Please return every record exactly as it appears.

(Saved data entries)
= = =
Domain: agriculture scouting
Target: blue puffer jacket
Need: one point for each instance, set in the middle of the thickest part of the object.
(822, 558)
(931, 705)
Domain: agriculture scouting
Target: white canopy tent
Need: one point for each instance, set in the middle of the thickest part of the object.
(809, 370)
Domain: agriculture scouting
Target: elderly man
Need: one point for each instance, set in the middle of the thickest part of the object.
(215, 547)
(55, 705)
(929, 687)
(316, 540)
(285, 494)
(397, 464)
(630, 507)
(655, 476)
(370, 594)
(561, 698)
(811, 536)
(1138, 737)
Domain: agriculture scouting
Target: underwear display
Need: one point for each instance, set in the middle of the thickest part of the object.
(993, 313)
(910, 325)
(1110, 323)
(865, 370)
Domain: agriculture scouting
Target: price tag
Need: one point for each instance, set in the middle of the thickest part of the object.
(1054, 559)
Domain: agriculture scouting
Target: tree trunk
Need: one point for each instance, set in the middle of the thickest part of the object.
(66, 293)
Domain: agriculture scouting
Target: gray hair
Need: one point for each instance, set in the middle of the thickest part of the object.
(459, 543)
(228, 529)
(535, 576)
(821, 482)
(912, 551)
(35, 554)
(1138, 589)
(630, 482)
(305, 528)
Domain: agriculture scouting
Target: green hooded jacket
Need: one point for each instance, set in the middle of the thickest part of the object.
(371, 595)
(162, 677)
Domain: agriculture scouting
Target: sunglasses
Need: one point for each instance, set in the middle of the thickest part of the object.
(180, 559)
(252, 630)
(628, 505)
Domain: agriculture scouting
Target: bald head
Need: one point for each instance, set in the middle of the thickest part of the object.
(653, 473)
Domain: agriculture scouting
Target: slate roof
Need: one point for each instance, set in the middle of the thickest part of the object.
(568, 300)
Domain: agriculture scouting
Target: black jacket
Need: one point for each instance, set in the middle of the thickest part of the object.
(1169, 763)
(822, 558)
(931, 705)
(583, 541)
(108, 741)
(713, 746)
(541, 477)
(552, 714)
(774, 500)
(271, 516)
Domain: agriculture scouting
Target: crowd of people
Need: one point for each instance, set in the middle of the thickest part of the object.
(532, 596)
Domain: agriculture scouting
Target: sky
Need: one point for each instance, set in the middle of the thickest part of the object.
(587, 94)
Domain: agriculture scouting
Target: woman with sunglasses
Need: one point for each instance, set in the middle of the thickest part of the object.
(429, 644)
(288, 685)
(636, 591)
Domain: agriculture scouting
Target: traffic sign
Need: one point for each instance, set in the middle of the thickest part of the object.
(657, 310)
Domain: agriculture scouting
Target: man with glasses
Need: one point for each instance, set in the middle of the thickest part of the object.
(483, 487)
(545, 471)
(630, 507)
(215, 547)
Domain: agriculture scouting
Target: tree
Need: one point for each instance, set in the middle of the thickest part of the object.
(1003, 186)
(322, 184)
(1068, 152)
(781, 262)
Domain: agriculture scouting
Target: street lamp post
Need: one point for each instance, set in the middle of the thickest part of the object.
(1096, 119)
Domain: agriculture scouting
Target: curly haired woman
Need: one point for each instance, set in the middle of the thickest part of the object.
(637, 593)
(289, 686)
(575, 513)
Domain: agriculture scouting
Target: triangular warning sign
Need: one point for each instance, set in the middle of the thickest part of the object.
= = =
_SOLUTION FOR THIS EXERCISE:_
Domain: agriculture scouting
Target: blue puffer jacket
Need: one point for each instance, set in the middle of the thickest part of the object.
(822, 558)
(931, 705)
Domain: agriculture scouting
Target: white canopy tent
Need: one point for each instance, set in the middle of the thickest part of the object.
(809, 370)
Domain: agriculture scouting
Target: elderly man
Need: one point for each instance, set in the middle of the thickest part of the object.
(215, 547)
(55, 705)
(929, 687)
(316, 540)
(285, 494)
(397, 464)
(630, 507)
(655, 476)
(370, 594)
(561, 698)
(811, 536)
(1138, 737)
Domain: agriculture scouting
Target: underwear display
Need: one point for each instance, set in the middle of the thickest part of the object.
(993, 313)
(910, 325)
(1110, 323)
(865, 370)
Domain: agriculture scouting
Target: price tag
Need: one point for each instance, set in the middle of the thickest part of the object.
(1054, 559)
Domain: agriculture scouting
Target: tree trunk
Need: one point for each instance, set in the middle of the thickest part of the object.
(66, 293)
Domain: agriculture scouting
Target: gray hair
Need: one point for each instance, set in the middle of the thickest part of the object.
(459, 543)
(228, 529)
(535, 576)
(821, 482)
(912, 551)
(35, 554)
(1138, 589)
(630, 482)
(305, 528)
Domain: agriculture scouting
Target: green hooded jacket
Need: one point for each instance, set in the middle of the thickest part of the object.
(371, 595)
(162, 677)
Domain: agriculture scouting
Target: sunglasses
Need: one point for each instance, set in the middle of the thickest part of the object.
(180, 559)
(252, 630)
(628, 505)
Domain: agriculture scouting
Target: bald head
Need: one point for each instance, set in the middle of the thickest part of the object.
(653, 473)
Domain: agriculture scouting
Target: slate roof
Need: one point for each instance, set in the middle of the thickest part of the object.
(568, 300)
Domain: agriculture scouting
Target: black jacket
Need: one point for each instance, set in the middle of the thickest part of the object.
(1169, 763)
(822, 558)
(931, 705)
(583, 541)
(108, 741)
(713, 746)
(541, 477)
(552, 714)
(774, 500)
(271, 516)
Domain: agriculture scouting
Target: crowd of people
Need: one point for each instance, set in the middle of the thickest part of the object.
(532, 596)
Domain: agriculture scouting
Target: sky
Need: one point for each instance, set in the middle of the thickest part of the object.
(587, 94)
Domain: agriculture scouting
Target: woman with sunglasses
Need: one point for each instance, set in the middle of the thickest part of the object.
(429, 644)
(288, 685)
(636, 591)
Domain: agriculture scouting
Target: traffic sign
Need: one point for each instance, set in the middle of the thickest part of the object.
(657, 310)
Domain: agriculture scouting
Target: man with glasses
Need: one point for each instance, set in the middle of the thickest part of the object.
(483, 487)
(545, 471)
(630, 507)
(215, 547)
Domain: agriculture scouting
Target: tree
Need: one point for each instance, set in the middle of the thickest part of the object.
(1003, 186)
(322, 184)
(1068, 152)
(781, 262)
Domain: agriculture scouting
Target: street lamp post
Need: one point for each instance, set in the middle of the thickest part of the object.
(1096, 119)
Domain: agriculture scouting
Target: curly haired woman
Need: one point for each instance, set in the middle of the thickest part of the object.
(637, 593)
(289, 686)
(575, 513)
Domain: agriculture scouting
Target: triangular warning sign
Need: one point for each instance, set in the middle of the thickest part of the object.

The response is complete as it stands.